This becomes a big challenge for entrepreneurs because they don’t know how to function outside of that world. I also bring this up. This is the key. I have had the pleasure and honor of doing a eulogy for all four of my grandparents. Unfortunately, they are all gone now, but I got to be the one. I was chosen to do the eulogy for all of my grandparents.
Why you? There’s a reason for that. There must be something special.
I’m a communicator. Ultimately, they were all different. In every one of them, I created a different message and purpose. Some of them, for my grandmother or my mom’s side, who I was extremely close to, 100% Sicilian. I’m the oldest grandson in an Italian Catholic family.
You walked down on water practically.
That’s how my book starts. If you want to know what it feels like to be Simba. It was 6 women and 1 boy. I hit the lottery. My mom wrote a letter to my grandmother at the end of her life to read to her, they all decided that they couldn’t read it, but they knew I could. On others, I did a full presentation. Here’s the point. In that letter, none of my conversations, not on me honoring those people, talked for more than ten seconds about what they do.
I talked about who they were, what their relationships were like, the impact they made on humans, on people, on their families, their examples. When you are gone, all of that stuff is meaningless. It’s not all for nothing. I’m not diminishing that. I’m just saying that with that perspective, you can often balance getting too over-weighted and overbalanced in the wrong area. That’s the key. When you find yourself caught up in the crazy of work, you are missing the very daily impacts that you could be making. The habit of daily impact is what I call living a legacy versus leaving a legacy where you work your whole career and then decide you want to do something for the future of the world, your family and whatever it is. It’s a change of shift.

Task brief
Copy out the passage of the legacy transcript from "Why you? There’s" up to and including "on water practically.", word for word.

Data provided
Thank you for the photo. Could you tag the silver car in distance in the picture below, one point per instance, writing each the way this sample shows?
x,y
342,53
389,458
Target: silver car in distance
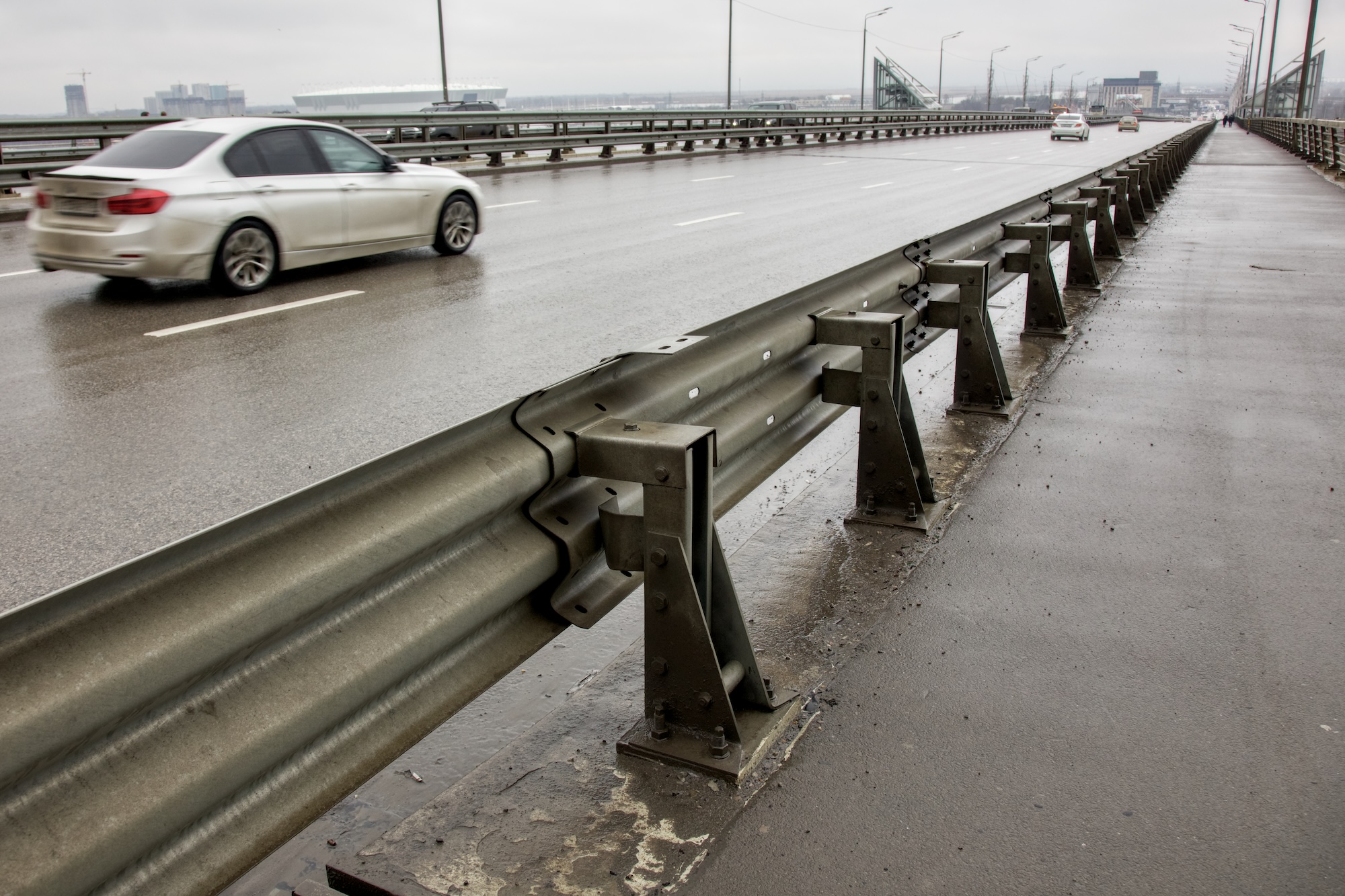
x,y
237,200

Problem solution
Why you? There’s a reason for that. There must be something special.
I’m a communicator. Ultimately, they were all different. In every one of them, I created a different message and purpose. Some of them, for my grandmother or my mom’s side, who I was extremely close to, 100% Sicilian. I’m the oldest grandson in an Italian Catholic family.
You walked down on water practically.